* [AUFGABENSTELLUNG] Zu welcher Melodie grölen die jungen Menschen laut dem Artikel über Sylt im Video?

* [ARTIKEL]
═══
02 Juni 2024

Deutschland nach der Sylt-Hysterie: eine Blamage für fast alle Beteiligten (NZZ)

Gericht bestätigt: In Chemnitz gab es keine Hetzjagd. Potsdam verlief anders als medialpolitisch dargestellt, nun Sylt. Von Zeckenbiss über Correctiv bis Sylt:: Es kommt nicht darauf an, wie´s wirklich war. Hauptsache die gewünschte Wirkung wurde erzielt.
Deutschland nach der Sylt-Hysterie: eine Blamage für fast alle Beteiligten (NZZ)
Die «Ausländer raus»-Sänger von der Nordseeinsel wurden von Spitzenpolitikern geächtet und von reichweitenstarken Medien angeprangert. Das war nicht nur unfair, sondern in Teilen rechtswidrig.
Von Fatina Keilani, Berlin
Eine Woche nach «Sylt» legt sich langsam die Aufregung in Deutschland, doch Erleichterung stellt sich nicht ein. War der Umgang mit dem Video, das inzwischen wohl die meisten Menschen im Land gesehen haben dürften, eigentlich in Ordnung? In dem kurzen Filmchen, das sich seit Donnerstag vergangener Woche rasend schnell im Netz verbreitete, grölen offenbar betrunkene junge Menschen in einem Sylter Lokal «Deutschland den Deutschen» und «Ausländer raus» zur Melodie von Gigi D’Agostinos Partyhit «L’Amour toujours».
═══
* [DATENBLOCK]
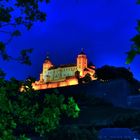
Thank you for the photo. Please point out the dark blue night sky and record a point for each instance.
(102, 27)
═══
* [LÖSUNG] Zur Melodie von Gigi D’Agostinos Partyhit «L’Amour toujours».